(Raw records)
_____
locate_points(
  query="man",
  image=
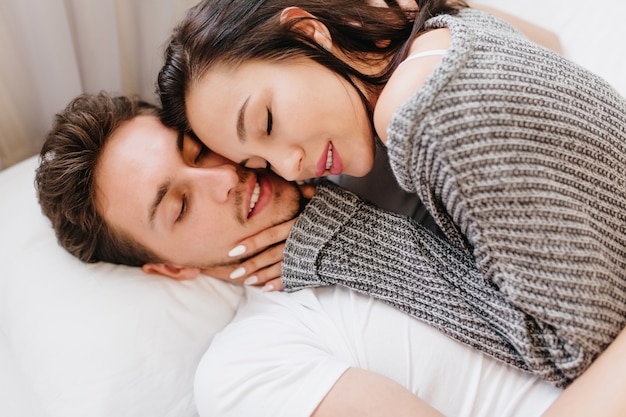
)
(119, 186)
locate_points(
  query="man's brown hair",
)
(65, 178)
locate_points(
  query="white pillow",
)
(98, 339)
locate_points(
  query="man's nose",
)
(216, 182)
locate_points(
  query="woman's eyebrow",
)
(241, 127)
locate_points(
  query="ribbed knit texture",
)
(521, 157)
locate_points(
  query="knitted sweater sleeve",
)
(342, 240)
(520, 155)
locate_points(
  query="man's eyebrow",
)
(241, 128)
(163, 189)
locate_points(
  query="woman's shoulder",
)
(425, 53)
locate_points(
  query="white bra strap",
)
(422, 54)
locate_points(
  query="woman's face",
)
(298, 116)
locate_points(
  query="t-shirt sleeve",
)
(265, 369)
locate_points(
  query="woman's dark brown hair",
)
(234, 31)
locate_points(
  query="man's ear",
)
(307, 25)
(179, 273)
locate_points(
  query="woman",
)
(517, 153)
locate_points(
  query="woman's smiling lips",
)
(330, 161)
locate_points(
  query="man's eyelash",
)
(269, 121)
(183, 209)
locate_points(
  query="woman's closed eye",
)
(203, 152)
(183, 209)
(270, 121)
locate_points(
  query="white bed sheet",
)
(591, 34)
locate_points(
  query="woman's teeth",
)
(255, 196)
(329, 157)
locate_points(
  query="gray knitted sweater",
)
(520, 155)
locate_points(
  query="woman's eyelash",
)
(203, 152)
(269, 121)
(183, 209)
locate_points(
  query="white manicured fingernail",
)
(237, 273)
(237, 250)
(251, 280)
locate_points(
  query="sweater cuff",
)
(323, 216)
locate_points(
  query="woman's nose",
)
(216, 182)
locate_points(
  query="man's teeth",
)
(255, 196)
(329, 157)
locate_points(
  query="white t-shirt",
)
(283, 353)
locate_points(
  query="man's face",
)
(189, 208)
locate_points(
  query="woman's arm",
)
(535, 33)
(600, 390)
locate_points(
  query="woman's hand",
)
(260, 258)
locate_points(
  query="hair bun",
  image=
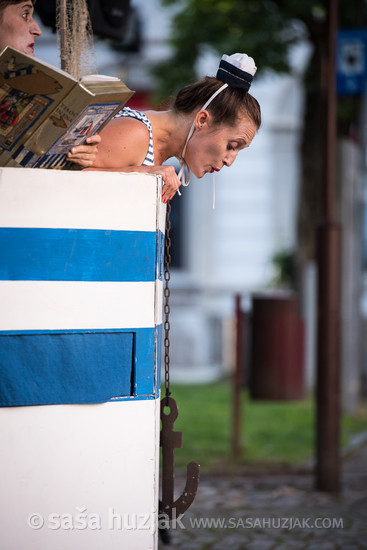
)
(237, 70)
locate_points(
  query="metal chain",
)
(167, 276)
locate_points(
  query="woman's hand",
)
(85, 154)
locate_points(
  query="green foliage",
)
(273, 432)
(264, 29)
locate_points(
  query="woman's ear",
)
(202, 118)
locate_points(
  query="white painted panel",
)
(54, 305)
(97, 460)
(79, 200)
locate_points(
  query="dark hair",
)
(226, 108)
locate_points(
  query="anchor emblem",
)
(169, 441)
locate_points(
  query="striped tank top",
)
(127, 112)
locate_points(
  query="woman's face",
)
(18, 28)
(212, 147)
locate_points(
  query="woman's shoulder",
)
(127, 112)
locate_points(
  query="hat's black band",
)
(233, 76)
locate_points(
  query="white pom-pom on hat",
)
(242, 61)
(237, 70)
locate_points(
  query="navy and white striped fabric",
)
(81, 288)
(138, 115)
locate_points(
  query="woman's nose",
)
(230, 158)
(35, 29)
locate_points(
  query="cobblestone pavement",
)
(253, 510)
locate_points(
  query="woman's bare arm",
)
(123, 148)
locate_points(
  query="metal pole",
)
(63, 35)
(329, 283)
(237, 383)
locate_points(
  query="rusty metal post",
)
(237, 382)
(329, 294)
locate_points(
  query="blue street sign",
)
(351, 72)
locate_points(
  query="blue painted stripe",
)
(64, 367)
(78, 255)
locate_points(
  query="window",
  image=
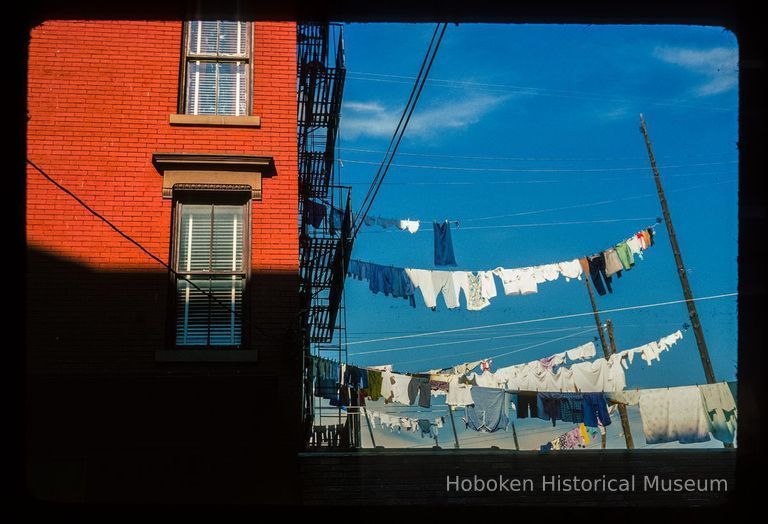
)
(217, 64)
(211, 262)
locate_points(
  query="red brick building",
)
(163, 309)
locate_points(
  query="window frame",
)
(185, 60)
(212, 198)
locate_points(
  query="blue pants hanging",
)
(443, 244)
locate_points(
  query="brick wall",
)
(103, 417)
(100, 95)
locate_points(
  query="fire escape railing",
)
(325, 244)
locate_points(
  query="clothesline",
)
(542, 224)
(544, 319)
(479, 286)
(554, 159)
(517, 170)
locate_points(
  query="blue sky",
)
(550, 116)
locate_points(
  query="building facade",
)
(162, 220)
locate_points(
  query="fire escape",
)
(325, 239)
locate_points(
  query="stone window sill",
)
(206, 355)
(215, 120)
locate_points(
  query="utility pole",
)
(514, 435)
(597, 317)
(700, 342)
(622, 407)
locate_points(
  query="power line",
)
(561, 208)
(546, 159)
(400, 132)
(402, 125)
(529, 170)
(545, 319)
(524, 90)
(545, 181)
(503, 226)
(135, 242)
(514, 335)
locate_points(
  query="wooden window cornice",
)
(210, 171)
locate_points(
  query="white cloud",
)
(376, 120)
(719, 65)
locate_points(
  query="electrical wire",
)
(526, 159)
(540, 170)
(546, 319)
(400, 122)
(384, 167)
(522, 90)
(514, 335)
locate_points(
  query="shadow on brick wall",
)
(106, 422)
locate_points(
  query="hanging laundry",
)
(374, 384)
(389, 280)
(487, 284)
(550, 363)
(458, 394)
(612, 262)
(595, 410)
(425, 425)
(527, 405)
(652, 350)
(387, 222)
(314, 213)
(430, 283)
(573, 439)
(570, 269)
(418, 388)
(651, 233)
(625, 255)
(629, 397)
(548, 406)
(635, 247)
(485, 379)
(572, 407)
(386, 386)
(720, 407)
(412, 226)
(584, 434)
(584, 263)
(598, 275)
(400, 386)
(464, 368)
(443, 244)
(673, 414)
(545, 273)
(487, 411)
(519, 281)
(473, 290)
(337, 218)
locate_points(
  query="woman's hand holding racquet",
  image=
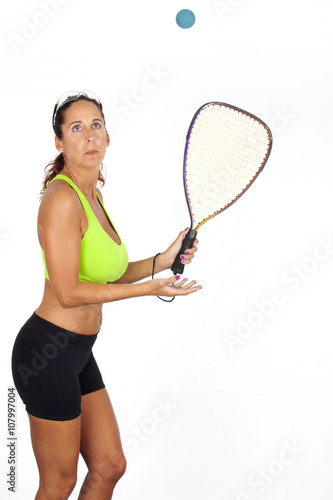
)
(167, 258)
(172, 287)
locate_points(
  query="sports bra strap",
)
(87, 208)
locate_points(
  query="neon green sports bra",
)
(102, 260)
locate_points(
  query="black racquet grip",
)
(177, 267)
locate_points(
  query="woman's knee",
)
(58, 489)
(110, 470)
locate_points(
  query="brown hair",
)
(55, 166)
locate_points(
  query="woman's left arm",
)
(141, 269)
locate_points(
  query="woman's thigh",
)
(56, 445)
(100, 437)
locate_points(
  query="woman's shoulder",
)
(59, 196)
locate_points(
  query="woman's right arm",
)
(60, 227)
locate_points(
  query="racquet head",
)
(226, 149)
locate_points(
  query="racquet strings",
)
(225, 152)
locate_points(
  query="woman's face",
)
(84, 138)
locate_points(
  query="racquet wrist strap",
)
(152, 277)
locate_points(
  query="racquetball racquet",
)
(226, 149)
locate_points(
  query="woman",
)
(86, 265)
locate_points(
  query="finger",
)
(180, 283)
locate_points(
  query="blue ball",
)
(185, 18)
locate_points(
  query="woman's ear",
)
(58, 144)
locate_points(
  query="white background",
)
(245, 365)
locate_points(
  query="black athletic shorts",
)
(52, 369)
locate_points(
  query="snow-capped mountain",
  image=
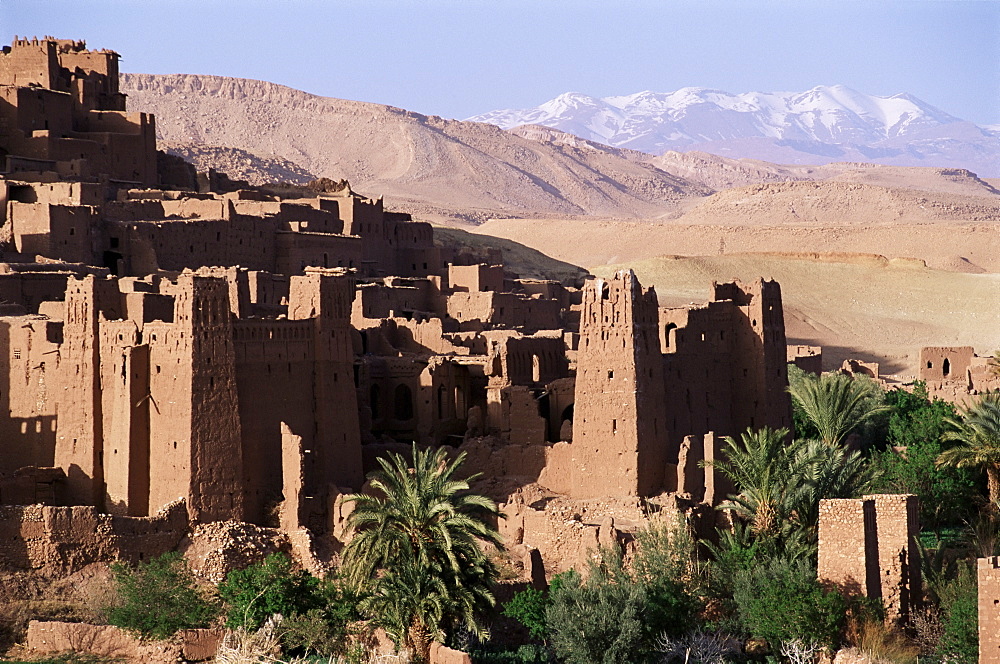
_____
Work to complete — Pick out every line in the rows above that contains the string "sweater", matching case exactly, and copy each such line.

Solution for this task —
  query="knitted sweater sleeve",
  query="gray knitted sweater",
  query="sweater cuff",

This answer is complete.